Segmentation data
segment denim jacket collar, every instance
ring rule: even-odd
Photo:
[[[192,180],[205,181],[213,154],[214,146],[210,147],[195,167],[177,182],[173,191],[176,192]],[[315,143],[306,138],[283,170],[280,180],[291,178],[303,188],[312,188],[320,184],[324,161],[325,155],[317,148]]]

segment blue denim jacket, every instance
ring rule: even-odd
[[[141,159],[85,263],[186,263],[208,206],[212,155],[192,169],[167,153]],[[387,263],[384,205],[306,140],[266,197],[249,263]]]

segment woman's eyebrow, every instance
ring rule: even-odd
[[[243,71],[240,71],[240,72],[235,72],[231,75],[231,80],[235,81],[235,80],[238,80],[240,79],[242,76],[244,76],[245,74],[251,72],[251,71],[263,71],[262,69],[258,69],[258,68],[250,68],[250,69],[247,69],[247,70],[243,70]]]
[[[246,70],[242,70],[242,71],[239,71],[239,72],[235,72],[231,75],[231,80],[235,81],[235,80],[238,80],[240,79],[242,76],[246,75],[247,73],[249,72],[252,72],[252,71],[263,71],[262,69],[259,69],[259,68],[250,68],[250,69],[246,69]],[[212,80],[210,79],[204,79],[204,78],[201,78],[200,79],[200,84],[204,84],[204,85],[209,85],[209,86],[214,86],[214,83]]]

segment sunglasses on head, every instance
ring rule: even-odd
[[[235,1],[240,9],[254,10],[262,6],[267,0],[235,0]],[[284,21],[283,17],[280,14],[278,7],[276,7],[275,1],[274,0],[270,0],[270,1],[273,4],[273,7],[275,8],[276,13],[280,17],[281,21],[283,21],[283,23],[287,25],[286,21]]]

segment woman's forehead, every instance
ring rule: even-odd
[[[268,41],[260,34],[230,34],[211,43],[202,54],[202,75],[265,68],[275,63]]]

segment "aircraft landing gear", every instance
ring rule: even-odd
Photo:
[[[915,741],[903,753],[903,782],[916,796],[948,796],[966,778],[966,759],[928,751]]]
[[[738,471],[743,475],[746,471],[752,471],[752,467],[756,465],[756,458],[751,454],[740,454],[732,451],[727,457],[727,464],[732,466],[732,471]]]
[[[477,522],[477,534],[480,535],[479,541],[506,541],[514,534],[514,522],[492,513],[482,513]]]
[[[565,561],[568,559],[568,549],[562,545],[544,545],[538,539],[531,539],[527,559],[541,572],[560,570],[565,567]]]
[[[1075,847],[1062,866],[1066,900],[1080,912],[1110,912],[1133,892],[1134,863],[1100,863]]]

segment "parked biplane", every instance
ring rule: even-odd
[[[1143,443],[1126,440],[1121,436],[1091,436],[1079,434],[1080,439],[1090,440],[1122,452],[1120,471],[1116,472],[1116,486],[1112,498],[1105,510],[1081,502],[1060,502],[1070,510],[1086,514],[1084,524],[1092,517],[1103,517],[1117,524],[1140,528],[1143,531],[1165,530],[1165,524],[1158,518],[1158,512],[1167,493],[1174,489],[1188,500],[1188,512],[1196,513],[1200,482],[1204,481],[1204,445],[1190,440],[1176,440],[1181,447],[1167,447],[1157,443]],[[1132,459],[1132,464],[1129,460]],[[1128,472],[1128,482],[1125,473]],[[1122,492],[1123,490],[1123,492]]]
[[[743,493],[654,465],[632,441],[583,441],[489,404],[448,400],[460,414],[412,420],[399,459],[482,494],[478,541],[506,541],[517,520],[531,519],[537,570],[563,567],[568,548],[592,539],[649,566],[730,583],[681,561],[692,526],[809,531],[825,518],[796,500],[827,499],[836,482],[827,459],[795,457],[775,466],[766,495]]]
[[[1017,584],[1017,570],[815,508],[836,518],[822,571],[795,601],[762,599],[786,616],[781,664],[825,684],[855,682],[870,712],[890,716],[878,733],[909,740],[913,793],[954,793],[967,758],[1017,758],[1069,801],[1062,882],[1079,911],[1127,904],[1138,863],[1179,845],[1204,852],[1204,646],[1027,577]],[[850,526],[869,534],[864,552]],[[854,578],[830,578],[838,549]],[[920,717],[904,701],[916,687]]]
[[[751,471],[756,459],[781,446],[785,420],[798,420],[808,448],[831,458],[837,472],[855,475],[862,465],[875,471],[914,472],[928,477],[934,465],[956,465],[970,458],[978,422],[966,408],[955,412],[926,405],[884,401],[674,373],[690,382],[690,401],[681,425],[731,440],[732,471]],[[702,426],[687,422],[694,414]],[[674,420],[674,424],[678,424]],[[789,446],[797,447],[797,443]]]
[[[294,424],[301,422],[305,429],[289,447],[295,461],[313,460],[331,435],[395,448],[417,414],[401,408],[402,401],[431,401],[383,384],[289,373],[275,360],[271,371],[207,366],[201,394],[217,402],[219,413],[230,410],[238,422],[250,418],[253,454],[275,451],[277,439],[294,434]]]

Objective -
Please extract every line in the rows above that contains the string "woman". Case counts.

The reply -
segment woman's eyebrow, every instance
segment woman's forehead, every instance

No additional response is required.